What the task asks:
Retrieve each line that contains the word "house" from the entries below.

#### Information ####

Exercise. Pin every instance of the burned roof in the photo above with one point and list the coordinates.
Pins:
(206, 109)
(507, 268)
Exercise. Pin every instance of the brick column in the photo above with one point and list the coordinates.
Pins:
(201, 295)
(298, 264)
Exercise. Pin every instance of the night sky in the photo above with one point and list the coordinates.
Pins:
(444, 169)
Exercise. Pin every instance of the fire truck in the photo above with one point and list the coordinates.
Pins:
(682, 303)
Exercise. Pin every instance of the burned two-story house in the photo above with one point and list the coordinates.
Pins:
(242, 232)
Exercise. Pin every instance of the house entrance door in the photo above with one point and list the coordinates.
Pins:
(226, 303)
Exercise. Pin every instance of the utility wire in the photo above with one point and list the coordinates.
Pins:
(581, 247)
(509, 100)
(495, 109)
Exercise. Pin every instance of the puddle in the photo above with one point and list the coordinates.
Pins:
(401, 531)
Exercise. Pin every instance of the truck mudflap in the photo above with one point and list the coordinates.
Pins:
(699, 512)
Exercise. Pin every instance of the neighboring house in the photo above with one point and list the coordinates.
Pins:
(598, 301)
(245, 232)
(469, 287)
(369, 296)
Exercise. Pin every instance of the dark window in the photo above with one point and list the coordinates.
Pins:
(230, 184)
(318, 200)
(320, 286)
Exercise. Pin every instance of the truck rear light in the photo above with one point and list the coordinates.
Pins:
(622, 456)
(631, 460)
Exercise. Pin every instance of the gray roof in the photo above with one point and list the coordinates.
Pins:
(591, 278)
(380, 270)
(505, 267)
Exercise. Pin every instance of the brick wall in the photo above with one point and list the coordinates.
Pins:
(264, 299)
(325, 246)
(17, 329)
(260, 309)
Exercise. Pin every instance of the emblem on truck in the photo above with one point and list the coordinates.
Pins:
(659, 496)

####

Your response:
Exercise. Pin every instance of the burned two-story house in the photo above with one point and list the coordinates.
Exercise. Pin every instance of the house entrance door in the photo above with one point and list the coordinates.
Exercise. Pin every instance of the neighboring house in the photo above with one point and list the coordinates.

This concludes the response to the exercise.